Your instructions — Can you reproduce the material below with "planogram checker" swapped for "shelf audit tool" everywhere it occurs, keeping everything else unchanged?
----
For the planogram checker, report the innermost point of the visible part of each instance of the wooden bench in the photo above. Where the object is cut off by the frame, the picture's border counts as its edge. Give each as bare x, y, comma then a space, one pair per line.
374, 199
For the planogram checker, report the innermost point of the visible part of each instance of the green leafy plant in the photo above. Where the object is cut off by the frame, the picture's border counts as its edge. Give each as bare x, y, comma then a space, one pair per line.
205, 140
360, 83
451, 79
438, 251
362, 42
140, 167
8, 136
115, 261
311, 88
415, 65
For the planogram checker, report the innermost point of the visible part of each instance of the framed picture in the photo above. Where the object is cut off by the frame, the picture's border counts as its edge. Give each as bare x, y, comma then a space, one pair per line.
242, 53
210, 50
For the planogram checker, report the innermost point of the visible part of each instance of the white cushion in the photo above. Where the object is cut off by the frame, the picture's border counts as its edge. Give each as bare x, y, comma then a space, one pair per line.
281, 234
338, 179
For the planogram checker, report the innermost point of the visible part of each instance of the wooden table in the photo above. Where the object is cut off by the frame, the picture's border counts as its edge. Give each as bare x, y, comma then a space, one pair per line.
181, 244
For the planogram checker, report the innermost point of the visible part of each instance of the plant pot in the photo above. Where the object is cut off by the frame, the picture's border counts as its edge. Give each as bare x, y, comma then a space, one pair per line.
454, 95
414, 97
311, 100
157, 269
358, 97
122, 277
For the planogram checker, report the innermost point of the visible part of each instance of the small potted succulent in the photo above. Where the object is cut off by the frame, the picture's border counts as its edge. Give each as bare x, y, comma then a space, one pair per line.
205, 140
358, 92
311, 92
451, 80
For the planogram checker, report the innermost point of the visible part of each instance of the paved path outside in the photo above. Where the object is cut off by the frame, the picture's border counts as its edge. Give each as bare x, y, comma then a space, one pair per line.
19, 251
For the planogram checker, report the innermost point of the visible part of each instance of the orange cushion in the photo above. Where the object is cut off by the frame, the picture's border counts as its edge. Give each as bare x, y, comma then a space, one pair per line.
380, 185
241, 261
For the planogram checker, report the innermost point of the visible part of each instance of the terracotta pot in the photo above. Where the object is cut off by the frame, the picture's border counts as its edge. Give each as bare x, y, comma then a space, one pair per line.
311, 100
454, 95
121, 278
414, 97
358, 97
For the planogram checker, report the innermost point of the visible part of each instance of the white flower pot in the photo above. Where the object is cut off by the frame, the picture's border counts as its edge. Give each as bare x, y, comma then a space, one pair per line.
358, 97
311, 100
----
Answer to the exercise —
For the shelf audit tool, report the innermost point of the visible part of each instance of the wooden bench in the photo above. Where the object is cut off by the frame, the picture's border counts as its edge. Give each as bare x, y, comma then a space, one pair per line.
374, 199
For the shelf audit tool, report the innermost point of the visible part of each instance of the green leafy plant in the photo above. Where the object is cut off by the frame, the picture's border counts as its edge. Give each as bare x, y, comma then a space, one pair per line.
205, 140
360, 83
451, 79
438, 251
362, 42
140, 167
8, 136
115, 261
311, 88
415, 65
For the shelf audit tool, report the innermost point of the visible part of each instance of the framed picture in the photo above. Where the object is cut off by the frame, the picture's border counts as its edge. Give each as bare x, y, comma then a space, one pair per line.
242, 53
210, 50
For the shelf audit tool, report the innermost point of the visible part of each instance of the white cushion in the photo above. Where the object is cut off by the frame, the picture's border counts as its edge. Give each as bare x, y, comma then a space, one pair per line.
281, 234
338, 179
For the shelf audit tool, report the innermost point of the visible part of each instance of the wooden table in the photo above. Where the object is cut off by the frame, the picture's border counts as its edge. Give each as bare x, y, comma then a space, one pair per line.
181, 244
For the shelf audit tool, report the innermost point of the visible part of each instance of the plant pot in the photo above. Where the object is cut off by the frame, the picture's border counts as its edge. Give each as bare x, y, comma then a space, one pair per line.
454, 95
414, 97
311, 100
157, 269
358, 97
122, 277
For the shelf audit tool, report the innermost point of the visible part of each instance of the small potted succulent in the photo above. Where the object is cut off by the frame, the picture's border counts as its edge. Give each as bare x, y, comma then a space, one pair per line.
205, 140
358, 92
311, 92
451, 80
For the shelf audit tool, report the innermost point of the visible part of each instance of the paved path outside in the photo above. Where the object is cut off by the frame, the picture's border counts as its edge. Give each as bare x, y, comma then a space, one pair per line.
19, 251
For the shelf audit tool, report the innermost point of the visible part of each instance of the orange cushion in the photo above. Where the object is cut off by the frame, the picture's border counts as its edge. Give each as bare x, y, comma then a space, one pair per line.
380, 185
241, 261
For the shelf audit tool, report the innermost point of the visible part of each instance of the terracotta pot in the photo above. Where the object is cut off by the frame, the picture's border counts as its edge. Give each as bare x, y, comma then a space, one pair per line.
311, 100
454, 95
121, 278
414, 97
358, 97
For the shelf audit tool, report the innermost point of the visible part of each instance of the white flower pot in the photo above. Where the object is cut off by the frame, the picture's border counts as its edge. Give each as bare x, y, comma then a space, one pair per line.
358, 97
311, 100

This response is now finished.